Instrução A.
Reproduza fielmente a parte do trecho sobre as medidas provisórias que começa em "Nascida sob o" e segue até "seriam também cancelados.".

Trecho para leitura.
_ _ _ _ _ _ _
Nascida sob o influxo do movimento de redemocratização após duas décadas de regime militar, a nova Constituição, ao instituir a possibilidade de edição de medidas provisórias, não quis criar um arremedo dos decretos-leis de que se valiam os generais-presidentes para impor sua vontade imperial. Tanto que lhes deu um nome autoexplicativo – isto é, as MPs deveriam ter caráter provisório e só teriam efeito perene depois de submetidas e aprovadas pelo Congresso dentro de curto prazo após sua publicação. Se desaprovadas, seus efeitos pretéritos seriam também cancelados.

Entretanto, não é este o espírito que a presidente Dilma Rousseff tem resguardado para exercer a prerrogativa de editar MPs. Ao contrário, revela a disposição, digamos autoritária, de se sobrepor ao papel constitucional das casas legislativas de editar normas legais. Vale-se, para tanto, da maioria leniente e condescendente que mantém no Congresso pela via de acordos fisiológicos com congressistas influentes e seus partidos, quase sempre dispostos à genuflexão diante das vontades emanadas do Palácio do Planalto.
_ _ _ _ _ _ _
Dados registrados.
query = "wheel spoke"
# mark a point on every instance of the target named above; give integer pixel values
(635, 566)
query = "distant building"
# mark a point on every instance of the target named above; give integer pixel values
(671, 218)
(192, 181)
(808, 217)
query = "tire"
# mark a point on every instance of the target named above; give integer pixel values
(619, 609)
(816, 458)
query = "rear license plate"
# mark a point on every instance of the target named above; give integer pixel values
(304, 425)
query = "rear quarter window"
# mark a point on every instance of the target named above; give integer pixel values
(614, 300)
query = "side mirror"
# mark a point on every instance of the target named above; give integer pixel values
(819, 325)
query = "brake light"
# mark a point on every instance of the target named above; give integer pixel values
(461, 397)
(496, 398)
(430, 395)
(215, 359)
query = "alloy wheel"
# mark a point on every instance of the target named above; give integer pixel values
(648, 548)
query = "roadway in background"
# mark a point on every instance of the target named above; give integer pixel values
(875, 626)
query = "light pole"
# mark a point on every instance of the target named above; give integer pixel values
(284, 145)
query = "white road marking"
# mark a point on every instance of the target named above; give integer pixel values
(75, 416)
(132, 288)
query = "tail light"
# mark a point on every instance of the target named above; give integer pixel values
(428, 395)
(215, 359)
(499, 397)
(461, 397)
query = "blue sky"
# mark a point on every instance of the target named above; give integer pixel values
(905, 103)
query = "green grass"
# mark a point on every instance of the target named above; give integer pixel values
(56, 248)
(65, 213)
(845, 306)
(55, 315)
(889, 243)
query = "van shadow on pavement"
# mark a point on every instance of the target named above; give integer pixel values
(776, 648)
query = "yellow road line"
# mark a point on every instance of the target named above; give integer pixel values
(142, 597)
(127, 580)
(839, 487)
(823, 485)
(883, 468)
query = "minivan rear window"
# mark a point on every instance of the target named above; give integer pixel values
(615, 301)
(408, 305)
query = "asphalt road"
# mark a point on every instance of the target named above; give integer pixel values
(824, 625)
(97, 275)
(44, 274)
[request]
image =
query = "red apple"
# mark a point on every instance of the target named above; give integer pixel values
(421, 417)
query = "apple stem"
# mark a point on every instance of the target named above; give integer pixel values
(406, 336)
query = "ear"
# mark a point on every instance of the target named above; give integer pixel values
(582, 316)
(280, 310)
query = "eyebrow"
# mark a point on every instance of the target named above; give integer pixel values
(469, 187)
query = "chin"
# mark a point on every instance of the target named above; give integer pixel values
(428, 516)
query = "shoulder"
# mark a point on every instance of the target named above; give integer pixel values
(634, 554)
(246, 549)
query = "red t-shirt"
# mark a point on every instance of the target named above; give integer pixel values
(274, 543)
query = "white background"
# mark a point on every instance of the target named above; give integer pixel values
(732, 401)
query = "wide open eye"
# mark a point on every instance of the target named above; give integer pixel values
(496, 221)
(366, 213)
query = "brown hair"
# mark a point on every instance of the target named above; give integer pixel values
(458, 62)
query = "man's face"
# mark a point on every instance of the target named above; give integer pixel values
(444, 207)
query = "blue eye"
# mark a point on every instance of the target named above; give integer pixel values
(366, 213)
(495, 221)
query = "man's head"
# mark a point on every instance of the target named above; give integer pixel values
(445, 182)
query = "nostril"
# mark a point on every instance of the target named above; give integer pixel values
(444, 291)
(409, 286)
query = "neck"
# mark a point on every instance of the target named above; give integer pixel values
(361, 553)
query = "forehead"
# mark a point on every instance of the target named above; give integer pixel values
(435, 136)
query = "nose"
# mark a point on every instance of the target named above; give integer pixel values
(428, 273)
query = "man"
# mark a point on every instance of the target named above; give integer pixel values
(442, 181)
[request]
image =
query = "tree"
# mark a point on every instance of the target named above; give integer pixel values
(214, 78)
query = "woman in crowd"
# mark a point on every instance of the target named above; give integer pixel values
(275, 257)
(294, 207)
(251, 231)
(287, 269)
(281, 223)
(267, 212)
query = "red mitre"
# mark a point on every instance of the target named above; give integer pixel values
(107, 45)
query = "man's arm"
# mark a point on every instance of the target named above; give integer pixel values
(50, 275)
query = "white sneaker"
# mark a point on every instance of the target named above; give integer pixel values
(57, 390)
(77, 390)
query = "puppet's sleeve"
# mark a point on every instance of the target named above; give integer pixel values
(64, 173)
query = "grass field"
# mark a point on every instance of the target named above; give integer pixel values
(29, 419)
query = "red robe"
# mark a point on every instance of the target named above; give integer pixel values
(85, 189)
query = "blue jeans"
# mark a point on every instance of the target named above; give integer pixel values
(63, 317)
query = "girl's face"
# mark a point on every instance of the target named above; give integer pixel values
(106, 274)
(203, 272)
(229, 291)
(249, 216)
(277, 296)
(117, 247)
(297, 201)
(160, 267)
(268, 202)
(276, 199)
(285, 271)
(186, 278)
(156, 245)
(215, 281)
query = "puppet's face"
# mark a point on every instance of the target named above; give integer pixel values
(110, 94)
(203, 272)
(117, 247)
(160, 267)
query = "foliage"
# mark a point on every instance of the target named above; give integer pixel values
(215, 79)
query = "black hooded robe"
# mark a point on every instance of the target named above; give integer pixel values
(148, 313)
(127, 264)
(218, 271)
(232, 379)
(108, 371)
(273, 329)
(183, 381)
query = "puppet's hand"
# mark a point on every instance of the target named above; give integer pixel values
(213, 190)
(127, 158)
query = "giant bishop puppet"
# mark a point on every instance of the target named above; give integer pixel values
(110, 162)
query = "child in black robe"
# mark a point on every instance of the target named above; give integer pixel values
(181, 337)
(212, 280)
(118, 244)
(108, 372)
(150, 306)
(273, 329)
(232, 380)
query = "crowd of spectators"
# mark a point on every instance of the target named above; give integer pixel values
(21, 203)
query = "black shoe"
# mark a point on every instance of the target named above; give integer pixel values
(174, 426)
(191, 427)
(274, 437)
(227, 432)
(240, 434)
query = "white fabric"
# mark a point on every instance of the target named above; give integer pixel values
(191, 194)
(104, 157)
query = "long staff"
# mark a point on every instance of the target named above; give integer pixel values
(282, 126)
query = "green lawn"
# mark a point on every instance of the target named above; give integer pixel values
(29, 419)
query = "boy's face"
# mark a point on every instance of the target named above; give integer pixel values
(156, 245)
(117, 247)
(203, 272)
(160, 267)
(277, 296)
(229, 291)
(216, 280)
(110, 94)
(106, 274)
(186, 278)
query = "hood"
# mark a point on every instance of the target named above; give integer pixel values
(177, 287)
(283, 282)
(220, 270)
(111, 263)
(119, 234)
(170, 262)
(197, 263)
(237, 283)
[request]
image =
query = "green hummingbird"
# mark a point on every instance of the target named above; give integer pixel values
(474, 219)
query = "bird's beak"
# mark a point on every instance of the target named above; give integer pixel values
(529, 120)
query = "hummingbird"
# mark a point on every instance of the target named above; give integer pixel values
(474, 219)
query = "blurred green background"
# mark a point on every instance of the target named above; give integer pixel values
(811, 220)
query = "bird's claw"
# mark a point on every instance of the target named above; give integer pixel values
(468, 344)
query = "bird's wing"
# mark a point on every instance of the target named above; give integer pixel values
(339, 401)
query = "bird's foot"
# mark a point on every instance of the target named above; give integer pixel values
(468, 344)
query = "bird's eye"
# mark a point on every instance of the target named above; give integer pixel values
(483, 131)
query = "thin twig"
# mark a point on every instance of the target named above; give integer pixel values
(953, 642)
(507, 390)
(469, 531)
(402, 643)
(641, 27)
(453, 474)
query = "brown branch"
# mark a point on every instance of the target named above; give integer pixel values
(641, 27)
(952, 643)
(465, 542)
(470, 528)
_ _ _ _ _ _ _
Instrução B.
Localize nos registros todas as linhas em que aparece a palavra "background". Copie cada uma delas.

Resposta completa A.
Nascida sob o influxo do movimento de redemocratização após duas décadas de regime militar, a nova Constituição, ao instituir a possibilidade de edição de medidas provisórias, não quis criar um arremedo dos decretos-leis de que se valiam os generais-presidentes para impor sua vontade imperial. Tanto que lhes deu um nome autoexplicativo – isto é, as MPs deveriam ter caráter provisório e só teriam efeito perene depois de submetidas e aprovadas pelo Congresso dentro de curto prazo após sua publicação. Se desaprovadas, seus efeitos pretéritos seriam também cancelados.

Resposta completa B.
query = "roadway in background"
query = "white background"
query = "blurred green background"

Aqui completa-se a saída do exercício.